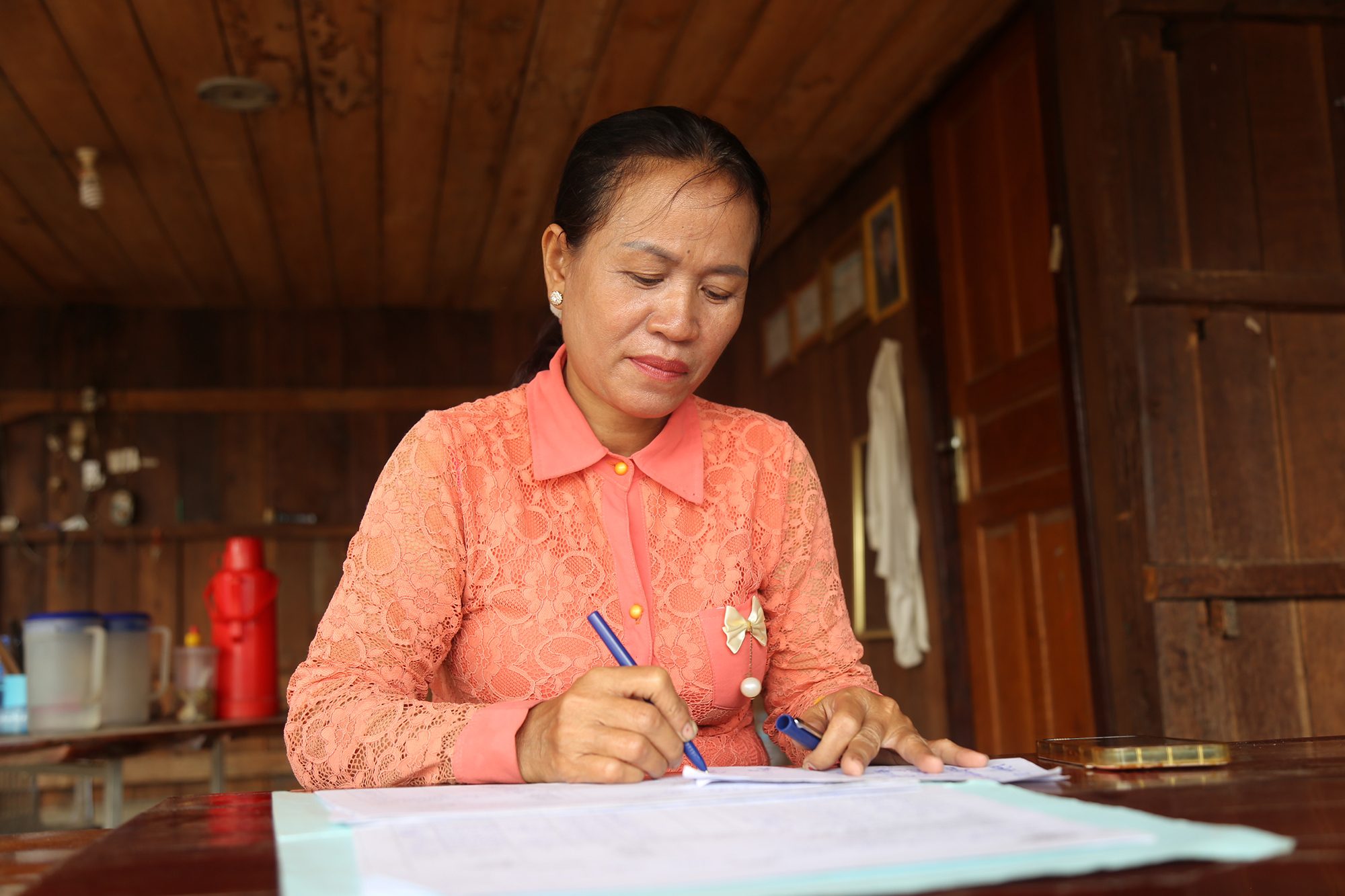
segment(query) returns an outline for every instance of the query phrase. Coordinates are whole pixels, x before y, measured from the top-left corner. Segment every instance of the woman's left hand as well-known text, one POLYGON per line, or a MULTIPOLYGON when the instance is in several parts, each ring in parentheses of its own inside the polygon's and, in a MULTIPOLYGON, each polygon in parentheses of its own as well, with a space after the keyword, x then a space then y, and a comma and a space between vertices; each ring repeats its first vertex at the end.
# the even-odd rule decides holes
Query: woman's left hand
POLYGON ((841 763, 846 775, 862 775, 870 763, 890 766, 900 757, 920 771, 936 774, 944 763, 975 768, 990 759, 946 737, 925 740, 897 701, 863 687, 829 694, 798 718, 822 735, 822 743, 803 760, 812 768, 841 763))

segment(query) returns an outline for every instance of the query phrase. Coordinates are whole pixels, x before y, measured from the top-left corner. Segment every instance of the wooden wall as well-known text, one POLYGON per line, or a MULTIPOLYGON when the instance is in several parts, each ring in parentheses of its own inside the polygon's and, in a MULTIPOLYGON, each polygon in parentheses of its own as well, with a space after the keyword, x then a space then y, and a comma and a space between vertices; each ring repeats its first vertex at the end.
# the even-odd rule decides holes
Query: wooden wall
MULTIPOLYGON (((944 549, 947 538, 956 538, 955 522, 943 513, 939 495, 940 483, 951 480, 933 452, 935 441, 948 437, 947 398, 943 379, 925 377, 927 370, 943 369, 943 336, 937 307, 932 313, 928 308, 917 308, 937 296, 927 145, 924 118, 919 117, 889 139, 816 215, 752 272, 748 311, 721 367, 732 369, 736 404, 787 421, 808 447, 831 515, 841 578, 846 595, 853 596, 851 441, 869 431, 869 375, 880 340, 892 338, 901 343, 931 651, 920 666, 902 670, 893 659, 892 639, 885 638, 865 642, 865 661, 873 666, 884 693, 901 704, 923 733, 933 737, 951 732, 966 739, 971 716, 966 682, 958 681, 956 673, 963 643, 956 553, 948 554, 944 549), (804 348, 775 374, 763 375, 763 318, 775 311, 791 289, 818 273, 838 238, 845 239, 845 234, 855 230, 865 210, 892 187, 898 187, 905 196, 915 303, 877 324, 863 320, 834 342, 823 340, 804 348), (950 595, 958 595, 958 603, 950 603, 950 595), (955 670, 951 687, 946 665, 955 670)), ((865 574, 869 626, 881 630, 886 627, 882 580, 873 574, 872 552, 868 552, 865 574)))
MULTIPOLYGON (((257 534, 280 577, 282 689, 397 440, 432 406, 506 382, 533 323, 496 327, 487 313, 410 309, 0 309, 0 409, 7 398, 43 394, 69 406, 63 396, 93 385, 108 396, 91 416, 98 453, 134 445, 159 460, 86 499, 75 464, 46 445, 48 435, 67 435, 73 414, 3 428, 0 514, 19 517, 22 530, 0 541, 0 622, 8 631, 43 609, 140 609, 179 639, 192 623, 208 635, 202 591, 223 539, 257 534), (351 396, 362 401, 340 409, 351 396), (315 397, 336 409, 305 410, 315 397), (121 412, 118 401, 176 410, 121 412), (59 488, 48 487, 51 478, 59 488), (113 487, 137 498, 129 529, 106 519, 113 487), (317 525, 266 526, 266 509, 313 513, 317 525), (81 511, 87 533, 44 527, 81 511)), ((243 775, 235 786, 266 786, 266 775, 288 770, 278 739, 231 749, 230 766, 243 775)), ((172 792, 168 784, 199 790, 199 759, 159 756, 128 782, 156 795, 172 792)))
POLYGON ((1341 735, 1345 20, 1212 5, 1053 4, 1110 721, 1341 735))

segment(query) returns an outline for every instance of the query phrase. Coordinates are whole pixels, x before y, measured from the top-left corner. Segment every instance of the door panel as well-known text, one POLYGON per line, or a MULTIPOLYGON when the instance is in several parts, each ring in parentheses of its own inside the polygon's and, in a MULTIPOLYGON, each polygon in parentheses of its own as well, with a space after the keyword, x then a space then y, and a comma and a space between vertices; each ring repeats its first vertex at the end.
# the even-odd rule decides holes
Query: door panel
POLYGON ((1032 22, 931 121, 976 745, 1095 733, 1032 22))

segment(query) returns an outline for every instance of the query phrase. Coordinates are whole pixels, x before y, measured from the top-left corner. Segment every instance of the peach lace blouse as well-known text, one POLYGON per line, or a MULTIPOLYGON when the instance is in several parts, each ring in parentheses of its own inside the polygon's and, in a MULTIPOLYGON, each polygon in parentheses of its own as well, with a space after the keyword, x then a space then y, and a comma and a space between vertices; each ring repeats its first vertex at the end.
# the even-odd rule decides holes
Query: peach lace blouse
POLYGON ((687 398, 617 457, 564 363, 562 347, 526 386, 426 414, 393 452, 289 682, 285 743, 305 787, 521 780, 527 710, 615 665, 593 609, 638 663, 667 669, 710 766, 767 761, 738 690, 749 674, 772 736, 779 713, 877 690, 788 425, 687 398), (755 595, 767 646, 749 635, 734 654, 725 607, 746 616, 755 595))

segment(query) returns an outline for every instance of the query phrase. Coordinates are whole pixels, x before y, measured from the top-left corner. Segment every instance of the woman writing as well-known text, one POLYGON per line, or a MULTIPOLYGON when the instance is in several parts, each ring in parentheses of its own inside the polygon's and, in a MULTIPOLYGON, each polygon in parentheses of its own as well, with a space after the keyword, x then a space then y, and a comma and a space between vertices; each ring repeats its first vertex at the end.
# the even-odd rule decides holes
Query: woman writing
POLYGON ((794 432, 693 396, 768 210, 738 140, 683 109, 578 139, 542 234, 564 344, 393 452, 291 679, 304 786, 635 782, 693 739, 710 766, 761 764, 757 692, 823 732, 780 744, 811 767, 985 761, 927 743, 859 662, 794 432), (593 609, 639 666, 613 667, 593 609))

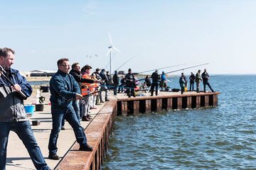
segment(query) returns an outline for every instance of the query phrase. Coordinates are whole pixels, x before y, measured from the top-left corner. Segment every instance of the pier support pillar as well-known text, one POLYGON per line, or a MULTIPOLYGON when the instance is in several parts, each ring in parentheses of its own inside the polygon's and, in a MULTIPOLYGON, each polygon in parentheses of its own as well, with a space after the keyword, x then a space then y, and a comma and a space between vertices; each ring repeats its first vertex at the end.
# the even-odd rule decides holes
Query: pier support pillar
POLYGON ((167 98, 167 109, 172 108, 172 98, 167 98))
POLYGON ((122 114, 127 115, 127 101, 122 101, 122 114))
POLYGON ((134 113, 139 113, 139 101, 134 101, 134 113))
POLYGON ((196 96, 196 108, 201 108, 201 96, 196 96))
POLYGON ((218 106, 218 95, 215 94, 213 95, 213 106, 218 106))
POLYGON ((205 96, 205 107, 209 106, 209 96, 205 96))
POLYGON ((192 97, 191 96, 187 97, 187 108, 192 108, 192 97))
POLYGON ((145 113, 151 112, 151 100, 145 101, 145 113))
POLYGON ((177 108, 182 109, 182 97, 177 98, 177 108))
POLYGON ((162 110, 162 99, 156 99, 156 110, 161 111, 162 110))

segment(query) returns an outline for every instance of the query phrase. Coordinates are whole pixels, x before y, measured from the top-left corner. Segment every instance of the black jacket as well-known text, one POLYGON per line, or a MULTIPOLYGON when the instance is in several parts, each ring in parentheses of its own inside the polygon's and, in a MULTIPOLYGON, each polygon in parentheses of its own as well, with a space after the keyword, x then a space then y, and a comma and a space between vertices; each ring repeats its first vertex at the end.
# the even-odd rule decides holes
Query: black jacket
POLYGON ((157 72, 154 72, 151 75, 152 82, 158 83, 159 81, 160 77, 157 72))
POLYGON ((92 79, 84 79, 82 77, 82 74, 80 72, 78 72, 75 69, 71 69, 70 74, 75 78, 75 81, 78 83, 94 83, 94 81, 92 79))

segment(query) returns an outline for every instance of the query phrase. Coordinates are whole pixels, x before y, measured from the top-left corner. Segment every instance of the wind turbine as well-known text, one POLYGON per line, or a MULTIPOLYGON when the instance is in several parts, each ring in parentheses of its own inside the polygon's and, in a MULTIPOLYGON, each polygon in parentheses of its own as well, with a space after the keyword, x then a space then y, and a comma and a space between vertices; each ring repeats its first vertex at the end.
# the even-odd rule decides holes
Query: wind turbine
POLYGON ((111 60, 111 52, 112 52, 112 50, 114 49, 116 51, 120 52, 120 51, 116 48, 115 47, 113 46, 112 45, 112 39, 111 39, 111 35, 110 35, 110 33, 109 33, 109 38, 110 38, 110 46, 108 47, 108 48, 110 49, 110 50, 107 52, 107 56, 108 55, 110 55, 110 73, 111 74, 112 72, 112 60, 111 60))

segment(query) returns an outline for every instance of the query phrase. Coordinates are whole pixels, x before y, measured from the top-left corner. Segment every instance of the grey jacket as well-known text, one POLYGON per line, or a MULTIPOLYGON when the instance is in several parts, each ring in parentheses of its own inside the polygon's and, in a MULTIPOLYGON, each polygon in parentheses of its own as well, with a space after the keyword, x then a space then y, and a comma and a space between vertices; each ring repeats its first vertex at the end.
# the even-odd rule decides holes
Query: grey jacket
MULTIPOLYGON (((9 77, 15 84, 18 84, 27 97, 32 93, 32 87, 18 70, 7 71, 9 77)), ((28 120, 23 106, 26 99, 11 88, 11 84, 3 76, 0 77, 0 122, 20 122, 28 120)))
POLYGON ((0 122, 28 120, 23 100, 9 86, 0 86, 0 122))

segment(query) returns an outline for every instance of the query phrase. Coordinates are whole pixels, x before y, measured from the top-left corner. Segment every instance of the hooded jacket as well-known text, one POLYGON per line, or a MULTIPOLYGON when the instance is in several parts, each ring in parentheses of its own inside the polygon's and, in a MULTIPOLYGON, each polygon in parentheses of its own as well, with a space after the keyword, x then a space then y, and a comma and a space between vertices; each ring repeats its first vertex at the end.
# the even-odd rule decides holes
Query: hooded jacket
MULTIPOLYGON (((7 71, 7 76, 14 84, 18 84, 26 97, 32 94, 32 87, 18 70, 7 71)), ((0 122, 19 122, 28 120, 24 109, 23 98, 11 88, 11 84, 4 76, 0 77, 0 122)))
POLYGON ((60 69, 50 80, 50 103, 52 107, 68 108, 76 94, 80 94, 78 83, 74 77, 60 69))

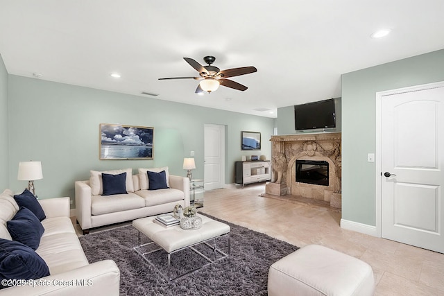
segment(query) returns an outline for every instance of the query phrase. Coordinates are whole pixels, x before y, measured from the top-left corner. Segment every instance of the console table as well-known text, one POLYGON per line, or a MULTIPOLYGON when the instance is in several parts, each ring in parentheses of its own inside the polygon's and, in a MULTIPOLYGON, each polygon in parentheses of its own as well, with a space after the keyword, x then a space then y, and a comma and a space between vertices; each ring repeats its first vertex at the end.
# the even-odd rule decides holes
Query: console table
POLYGON ((271 166, 269 161, 236 162, 234 182, 246 184, 266 182, 271 179, 271 166))

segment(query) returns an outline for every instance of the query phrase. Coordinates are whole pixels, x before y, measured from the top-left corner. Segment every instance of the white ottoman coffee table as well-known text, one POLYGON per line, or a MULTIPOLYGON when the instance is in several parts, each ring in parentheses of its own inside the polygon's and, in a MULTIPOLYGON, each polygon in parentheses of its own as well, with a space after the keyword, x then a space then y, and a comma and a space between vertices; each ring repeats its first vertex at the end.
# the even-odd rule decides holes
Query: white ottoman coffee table
POLYGON ((268 271, 268 296, 370 296, 372 268, 328 247, 309 245, 275 262, 268 271))
POLYGON ((152 242, 145 243, 137 247, 133 247, 133 250, 141 255, 144 259, 145 259, 148 263, 150 263, 154 268, 168 281, 172 279, 176 279, 179 277, 182 277, 193 271, 201 268, 203 266, 191 270, 185 274, 180 275, 173 279, 171 278, 171 254, 176 252, 183 250, 187 248, 190 248, 196 253, 198 254, 207 261, 208 264, 211 264, 215 261, 220 260, 223 258, 225 258, 230 256, 230 226, 223 223, 221 222, 216 221, 205 216, 197 214, 198 216, 202 218, 202 227, 198 229, 185 230, 180 228, 180 225, 172 226, 166 227, 158 223, 154 222, 156 216, 142 218, 137 219, 133 221, 133 226, 139 230, 139 237, 140 238, 140 234, 143 234, 150 238, 152 242), (220 249, 216 247, 216 238, 228 236, 228 254, 222 252, 220 249), (213 245, 211 245, 208 243, 208 241, 213 241, 213 245), (214 259, 210 259, 208 256, 205 256, 202 252, 197 250, 194 246, 204 243, 212 250, 214 259), (151 250, 148 252, 144 252, 143 248, 146 245, 156 244, 160 248, 157 248, 153 250, 151 250), (168 272, 166 274, 162 273, 148 258, 147 256, 149 254, 152 254, 155 252, 157 252, 160 250, 164 250, 166 252, 168 256, 168 272), (216 253, 219 253, 222 255, 222 257, 216 259, 216 253))

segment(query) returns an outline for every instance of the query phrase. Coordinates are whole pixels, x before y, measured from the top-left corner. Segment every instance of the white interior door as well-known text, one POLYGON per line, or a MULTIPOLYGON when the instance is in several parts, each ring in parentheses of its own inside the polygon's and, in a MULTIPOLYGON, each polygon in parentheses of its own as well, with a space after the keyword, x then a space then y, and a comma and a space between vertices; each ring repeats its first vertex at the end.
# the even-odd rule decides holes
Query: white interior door
POLYGON ((444 86, 382 96, 382 237, 444 252, 444 86))
POLYGON ((225 126, 205 124, 204 127, 205 190, 223 188, 225 126))

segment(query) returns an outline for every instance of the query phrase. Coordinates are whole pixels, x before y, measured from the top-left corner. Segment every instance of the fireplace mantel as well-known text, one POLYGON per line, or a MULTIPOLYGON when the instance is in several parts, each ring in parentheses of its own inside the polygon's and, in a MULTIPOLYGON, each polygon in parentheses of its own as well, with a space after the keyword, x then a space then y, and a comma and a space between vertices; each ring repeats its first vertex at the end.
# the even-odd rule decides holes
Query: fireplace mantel
POLYGON ((332 207, 341 207, 341 132, 275 135, 270 141, 273 174, 266 193, 322 200, 330 202, 332 207), (329 185, 296 182, 296 159, 327 162, 329 185))

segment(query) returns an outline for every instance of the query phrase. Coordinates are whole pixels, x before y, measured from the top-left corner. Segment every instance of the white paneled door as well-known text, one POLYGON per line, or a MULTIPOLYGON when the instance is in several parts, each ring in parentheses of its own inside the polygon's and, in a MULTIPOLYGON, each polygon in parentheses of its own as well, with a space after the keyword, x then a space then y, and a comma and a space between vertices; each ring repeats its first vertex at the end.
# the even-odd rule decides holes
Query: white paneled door
POLYGON ((204 130, 204 188, 223 188, 225 126, 205 124, 204 130))
POLYGON ((382 236, 444 253, 444 85, 433 87, 382 97, 382 236))

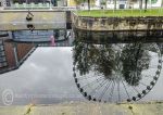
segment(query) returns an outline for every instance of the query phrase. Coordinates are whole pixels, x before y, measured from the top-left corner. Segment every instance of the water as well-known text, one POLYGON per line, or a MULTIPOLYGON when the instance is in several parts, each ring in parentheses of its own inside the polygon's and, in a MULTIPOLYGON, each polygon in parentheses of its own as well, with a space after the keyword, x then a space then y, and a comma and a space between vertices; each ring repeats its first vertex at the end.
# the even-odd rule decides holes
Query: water
POLYGON ((1 40, 0 105, 160 101, 162 33, 155 40, 147 31, 10 31, 1 40))

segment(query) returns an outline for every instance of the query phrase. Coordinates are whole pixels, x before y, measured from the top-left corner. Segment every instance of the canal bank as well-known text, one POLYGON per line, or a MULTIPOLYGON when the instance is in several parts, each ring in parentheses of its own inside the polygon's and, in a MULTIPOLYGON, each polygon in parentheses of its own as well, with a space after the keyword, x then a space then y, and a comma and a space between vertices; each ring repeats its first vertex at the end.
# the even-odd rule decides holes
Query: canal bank
POLYGON ((80 16, 72 13, 73 26, 85 30, 162 30, 163 16, 80 16))
POLYGON ((163 102, 87 103, 67 102, 52 105, 0 106, 0 115, 162 115, 163 102))
POLYGON ((71 29, 71 11, 64 10, 5 10, 0 11, 0 30, 71 29), (30 21, 26 17, 33 15, 30 21))

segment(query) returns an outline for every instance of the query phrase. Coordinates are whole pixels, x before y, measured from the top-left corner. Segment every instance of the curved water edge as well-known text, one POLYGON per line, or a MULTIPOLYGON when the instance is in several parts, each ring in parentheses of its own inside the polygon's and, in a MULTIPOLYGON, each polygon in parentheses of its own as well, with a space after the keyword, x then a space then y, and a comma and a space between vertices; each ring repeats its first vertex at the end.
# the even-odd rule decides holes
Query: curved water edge
POLYGON ((163 16, 91 17, 72 13, 72 22, 85 30, 163 30, 163 16))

++++++++++

> _THE TASK_
Please quote the records from the line with "the white paneled" up to and including the line with "POLYGON ((382 236, 444", copying each of those lines word for word.

> _EXERCISE SOLUTION_
segment(query) returns an outline for every instance of the query phrase. Coordinates are whole pixels, x before y, measured from the top-left corner. Segment every instance of the white paneled door as well-known text, one POLYGON per line, or a MULTIPOLYGON when the instance is in several parts, each ring in parentheses of its own inside the polygon's and, in a MULTIPOLYGON, each polygon in parentheses of its own as well, with a space after the keyword, x then a space then y, and a comma and a space between vertices; each ring repeats its first vertex at the end.
# the even-odd rule decides holes
Query: white paneled door
POLYGON ((204 130, 204 188, 223 188, 225 126, 205 124, 204 130))
POLYGON ((382 236, 444 253, 444 85, 433 87, 382 97, 382 236))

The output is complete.